----- Quoted passage
Americans of every stripe know money corrodes our politics. In a poll last year, The New York Times and CBS found that 85 percent of us think the system for funding political campaigns should be fundamentally changed or completely rebuilt.
President Obama knows it, too. Despite his own apostasy, he has spoken eloquently over the years against the present system.
Unfortunately, he has done nothing about it. He’s gone AWOL in our biggest battle for democracy.
Which brings us back to his confession. During that first campaign for president, the Boston Globe
reported that “In Obama’s eight years in the Illinois Senate, from 1996
to 2004, almost two-thirds of the money he raised for his campaigns —
$296,000 of $461,000 — came from PACs, corporate contributions, or
unions…and many other corporate interests…”
Confronted with this by Tim Russert on Meet the Press, Obama replied: “I have said repeatedly that money is the original sin in politics and I am not sinless.”
Far from sinless, he has in fact been a serial sinner.
From repeated campaigns for the state legislature, through his one
campaign for the US Senate, to his last campaign for president in 2012,
money from organized interests
poured into his coffers. The finance industry, communications industry,
the health industry — they all had a piece of him, sometimes a very big
piece. In his defense, Obama said he could not “unilaterally disarm.” So
like the young Augustine of Hippo, who prayed, “Lord, grant me
chastity… but not yet,” Barack Obama was saying that when the time
arrived, he would sin no more.
----------
----- Recorded information
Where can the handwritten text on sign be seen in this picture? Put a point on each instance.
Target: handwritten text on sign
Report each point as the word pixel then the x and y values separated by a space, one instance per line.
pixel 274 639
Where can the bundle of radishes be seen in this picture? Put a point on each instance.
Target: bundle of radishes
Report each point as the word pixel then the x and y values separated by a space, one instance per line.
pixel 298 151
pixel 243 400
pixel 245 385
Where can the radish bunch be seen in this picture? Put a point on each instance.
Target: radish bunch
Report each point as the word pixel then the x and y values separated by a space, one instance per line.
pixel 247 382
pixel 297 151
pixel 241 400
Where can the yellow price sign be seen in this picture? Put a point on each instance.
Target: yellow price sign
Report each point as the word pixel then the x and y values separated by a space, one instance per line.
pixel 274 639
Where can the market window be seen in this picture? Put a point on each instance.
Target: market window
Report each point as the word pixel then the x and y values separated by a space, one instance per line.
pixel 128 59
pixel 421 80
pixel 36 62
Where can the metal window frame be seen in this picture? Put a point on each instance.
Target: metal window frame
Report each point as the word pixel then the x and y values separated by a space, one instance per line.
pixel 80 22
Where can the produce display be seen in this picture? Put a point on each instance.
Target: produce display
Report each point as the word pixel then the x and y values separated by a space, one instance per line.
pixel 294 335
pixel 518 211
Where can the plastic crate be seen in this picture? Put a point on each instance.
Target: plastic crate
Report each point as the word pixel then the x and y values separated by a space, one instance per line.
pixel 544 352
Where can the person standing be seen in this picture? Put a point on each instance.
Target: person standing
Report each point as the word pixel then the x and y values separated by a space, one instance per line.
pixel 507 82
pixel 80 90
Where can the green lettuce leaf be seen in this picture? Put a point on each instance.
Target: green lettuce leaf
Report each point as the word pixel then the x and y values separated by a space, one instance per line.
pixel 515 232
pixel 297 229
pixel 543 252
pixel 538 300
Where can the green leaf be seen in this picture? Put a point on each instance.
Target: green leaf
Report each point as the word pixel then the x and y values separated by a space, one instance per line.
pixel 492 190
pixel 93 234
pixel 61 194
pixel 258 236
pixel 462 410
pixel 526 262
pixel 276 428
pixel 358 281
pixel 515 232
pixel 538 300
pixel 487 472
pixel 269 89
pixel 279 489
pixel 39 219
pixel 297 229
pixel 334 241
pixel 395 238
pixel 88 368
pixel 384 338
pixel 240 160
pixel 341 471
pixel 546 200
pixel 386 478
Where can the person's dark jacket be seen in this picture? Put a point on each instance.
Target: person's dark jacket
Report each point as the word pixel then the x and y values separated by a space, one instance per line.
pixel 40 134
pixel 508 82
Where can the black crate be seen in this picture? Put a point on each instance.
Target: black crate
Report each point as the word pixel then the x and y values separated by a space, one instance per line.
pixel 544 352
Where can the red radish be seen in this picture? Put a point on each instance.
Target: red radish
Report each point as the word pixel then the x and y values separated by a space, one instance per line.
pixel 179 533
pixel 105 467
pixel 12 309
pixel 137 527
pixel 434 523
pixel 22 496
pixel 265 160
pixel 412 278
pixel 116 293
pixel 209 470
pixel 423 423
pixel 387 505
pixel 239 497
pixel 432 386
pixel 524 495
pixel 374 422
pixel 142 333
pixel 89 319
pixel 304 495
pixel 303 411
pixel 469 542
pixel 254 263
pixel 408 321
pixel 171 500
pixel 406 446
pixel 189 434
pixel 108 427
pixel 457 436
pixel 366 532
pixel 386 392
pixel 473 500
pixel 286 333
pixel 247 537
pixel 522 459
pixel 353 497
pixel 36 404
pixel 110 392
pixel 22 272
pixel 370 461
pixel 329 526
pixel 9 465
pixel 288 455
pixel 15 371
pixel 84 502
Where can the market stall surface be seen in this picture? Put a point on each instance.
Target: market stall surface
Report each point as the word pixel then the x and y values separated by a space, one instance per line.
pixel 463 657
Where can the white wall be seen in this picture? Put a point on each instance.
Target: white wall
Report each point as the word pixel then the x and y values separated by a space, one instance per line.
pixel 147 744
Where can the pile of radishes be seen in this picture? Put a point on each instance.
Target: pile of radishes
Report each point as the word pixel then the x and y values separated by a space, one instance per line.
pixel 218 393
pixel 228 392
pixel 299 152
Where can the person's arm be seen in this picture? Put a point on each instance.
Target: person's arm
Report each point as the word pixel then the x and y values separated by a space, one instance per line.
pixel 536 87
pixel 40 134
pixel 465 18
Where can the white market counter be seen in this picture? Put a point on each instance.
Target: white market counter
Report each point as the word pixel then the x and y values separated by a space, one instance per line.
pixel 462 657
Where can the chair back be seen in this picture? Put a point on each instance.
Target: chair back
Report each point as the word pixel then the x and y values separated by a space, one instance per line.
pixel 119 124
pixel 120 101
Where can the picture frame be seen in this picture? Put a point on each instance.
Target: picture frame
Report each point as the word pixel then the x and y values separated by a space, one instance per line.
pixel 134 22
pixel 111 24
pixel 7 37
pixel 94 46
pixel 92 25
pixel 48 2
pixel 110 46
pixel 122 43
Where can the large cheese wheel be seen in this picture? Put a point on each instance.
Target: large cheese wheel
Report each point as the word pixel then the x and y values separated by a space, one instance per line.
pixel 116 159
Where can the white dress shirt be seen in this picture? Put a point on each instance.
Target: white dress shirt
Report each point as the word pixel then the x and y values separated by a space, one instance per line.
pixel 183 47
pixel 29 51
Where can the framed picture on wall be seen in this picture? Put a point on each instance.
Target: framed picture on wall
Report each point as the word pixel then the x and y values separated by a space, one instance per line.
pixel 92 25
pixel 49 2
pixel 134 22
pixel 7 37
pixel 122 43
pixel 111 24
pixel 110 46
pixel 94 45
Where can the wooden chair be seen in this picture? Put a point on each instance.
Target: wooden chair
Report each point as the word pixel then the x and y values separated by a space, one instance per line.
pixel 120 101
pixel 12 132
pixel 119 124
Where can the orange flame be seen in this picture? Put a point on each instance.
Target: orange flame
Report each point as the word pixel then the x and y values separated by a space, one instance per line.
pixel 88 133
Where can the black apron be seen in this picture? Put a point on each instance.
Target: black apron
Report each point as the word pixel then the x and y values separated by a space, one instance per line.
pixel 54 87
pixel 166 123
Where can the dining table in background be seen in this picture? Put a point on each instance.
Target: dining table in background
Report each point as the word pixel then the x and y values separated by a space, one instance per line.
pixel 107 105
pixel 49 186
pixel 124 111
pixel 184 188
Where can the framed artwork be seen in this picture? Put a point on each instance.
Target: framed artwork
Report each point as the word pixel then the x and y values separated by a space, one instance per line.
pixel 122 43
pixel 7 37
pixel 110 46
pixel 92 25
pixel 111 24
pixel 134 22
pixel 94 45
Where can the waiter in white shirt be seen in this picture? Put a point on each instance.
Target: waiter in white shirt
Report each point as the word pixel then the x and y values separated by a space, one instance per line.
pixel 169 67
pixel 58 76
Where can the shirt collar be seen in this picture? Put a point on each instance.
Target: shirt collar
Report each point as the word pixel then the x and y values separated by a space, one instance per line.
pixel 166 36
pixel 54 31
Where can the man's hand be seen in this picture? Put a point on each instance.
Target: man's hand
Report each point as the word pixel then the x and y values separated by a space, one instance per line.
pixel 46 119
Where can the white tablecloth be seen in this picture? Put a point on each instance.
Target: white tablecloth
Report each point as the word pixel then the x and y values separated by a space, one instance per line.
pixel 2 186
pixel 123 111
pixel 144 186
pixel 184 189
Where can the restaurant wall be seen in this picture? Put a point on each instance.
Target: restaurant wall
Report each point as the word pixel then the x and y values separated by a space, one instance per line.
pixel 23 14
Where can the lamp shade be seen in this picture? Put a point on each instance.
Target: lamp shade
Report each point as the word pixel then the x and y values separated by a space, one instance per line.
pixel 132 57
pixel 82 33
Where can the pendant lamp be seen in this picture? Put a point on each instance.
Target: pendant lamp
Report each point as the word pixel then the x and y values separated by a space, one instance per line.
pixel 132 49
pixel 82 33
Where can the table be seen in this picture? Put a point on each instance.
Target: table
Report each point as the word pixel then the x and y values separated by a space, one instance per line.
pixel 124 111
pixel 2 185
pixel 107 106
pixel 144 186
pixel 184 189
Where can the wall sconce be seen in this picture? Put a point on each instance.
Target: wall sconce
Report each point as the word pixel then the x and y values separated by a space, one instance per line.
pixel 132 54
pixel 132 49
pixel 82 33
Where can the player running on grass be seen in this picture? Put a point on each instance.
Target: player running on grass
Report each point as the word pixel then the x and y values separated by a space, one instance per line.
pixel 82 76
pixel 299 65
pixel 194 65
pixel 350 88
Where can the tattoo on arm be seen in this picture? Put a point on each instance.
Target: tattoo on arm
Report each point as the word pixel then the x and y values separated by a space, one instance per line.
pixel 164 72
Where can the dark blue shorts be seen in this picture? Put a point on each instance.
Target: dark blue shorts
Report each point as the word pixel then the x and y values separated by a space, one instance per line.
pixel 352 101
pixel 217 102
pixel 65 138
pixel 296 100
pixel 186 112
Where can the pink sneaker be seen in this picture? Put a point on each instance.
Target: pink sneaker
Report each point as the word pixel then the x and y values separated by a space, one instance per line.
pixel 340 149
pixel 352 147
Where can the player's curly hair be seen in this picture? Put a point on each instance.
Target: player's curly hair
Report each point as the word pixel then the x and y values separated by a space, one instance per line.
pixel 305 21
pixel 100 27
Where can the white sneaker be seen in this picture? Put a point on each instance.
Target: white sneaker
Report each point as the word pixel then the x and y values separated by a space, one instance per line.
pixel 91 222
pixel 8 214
----------
● Work to complete
Name each industry that the passage about Obama and campaign money lists as having had a piece of him. Rely only on the passage about Obama and campaign money.

● Task result
The finance industry, the communications industry, and the health industry.